Dataset items:
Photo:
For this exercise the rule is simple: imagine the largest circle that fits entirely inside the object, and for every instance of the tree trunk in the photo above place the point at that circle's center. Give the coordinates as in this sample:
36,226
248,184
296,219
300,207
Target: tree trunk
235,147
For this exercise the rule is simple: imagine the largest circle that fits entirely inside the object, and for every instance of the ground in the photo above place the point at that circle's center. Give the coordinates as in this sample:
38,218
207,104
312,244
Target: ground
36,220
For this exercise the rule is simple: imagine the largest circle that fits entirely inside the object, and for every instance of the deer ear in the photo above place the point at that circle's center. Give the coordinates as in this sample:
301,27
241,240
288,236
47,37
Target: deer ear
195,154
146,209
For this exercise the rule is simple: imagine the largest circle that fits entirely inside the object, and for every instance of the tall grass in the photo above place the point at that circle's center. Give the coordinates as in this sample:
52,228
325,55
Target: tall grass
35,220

==

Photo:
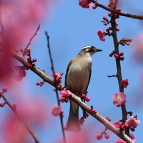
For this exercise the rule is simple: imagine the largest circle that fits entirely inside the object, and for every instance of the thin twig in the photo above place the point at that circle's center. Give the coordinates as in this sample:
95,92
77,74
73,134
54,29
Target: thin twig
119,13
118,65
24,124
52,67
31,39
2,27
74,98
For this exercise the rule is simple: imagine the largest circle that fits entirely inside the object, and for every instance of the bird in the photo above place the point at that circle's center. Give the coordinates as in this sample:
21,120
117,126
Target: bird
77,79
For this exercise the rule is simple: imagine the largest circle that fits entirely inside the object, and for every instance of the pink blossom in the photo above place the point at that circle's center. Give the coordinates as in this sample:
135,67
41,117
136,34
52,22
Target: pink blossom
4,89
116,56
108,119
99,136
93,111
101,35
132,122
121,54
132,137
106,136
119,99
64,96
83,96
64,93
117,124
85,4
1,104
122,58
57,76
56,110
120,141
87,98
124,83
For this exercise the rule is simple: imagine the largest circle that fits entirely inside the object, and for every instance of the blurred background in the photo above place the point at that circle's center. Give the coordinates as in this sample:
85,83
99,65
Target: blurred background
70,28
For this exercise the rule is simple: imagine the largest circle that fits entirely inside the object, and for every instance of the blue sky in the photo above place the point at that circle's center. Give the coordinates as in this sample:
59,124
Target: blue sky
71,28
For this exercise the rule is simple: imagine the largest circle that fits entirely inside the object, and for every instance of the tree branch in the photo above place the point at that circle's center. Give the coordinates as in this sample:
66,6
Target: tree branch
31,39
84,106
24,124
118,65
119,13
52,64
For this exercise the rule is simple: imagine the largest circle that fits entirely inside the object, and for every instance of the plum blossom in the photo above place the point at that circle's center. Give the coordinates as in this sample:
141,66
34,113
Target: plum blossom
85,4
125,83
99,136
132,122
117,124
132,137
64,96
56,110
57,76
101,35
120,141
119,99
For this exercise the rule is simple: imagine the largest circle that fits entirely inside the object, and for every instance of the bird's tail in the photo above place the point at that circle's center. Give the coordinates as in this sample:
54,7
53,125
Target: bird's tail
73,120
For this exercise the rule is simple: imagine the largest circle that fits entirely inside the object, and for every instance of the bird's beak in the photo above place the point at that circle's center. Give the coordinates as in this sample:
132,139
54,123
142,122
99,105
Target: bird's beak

__Goal__. State how many lines of the rows above contain the word "blue". Case counts; give only the number.

__Response for this exercise__. 2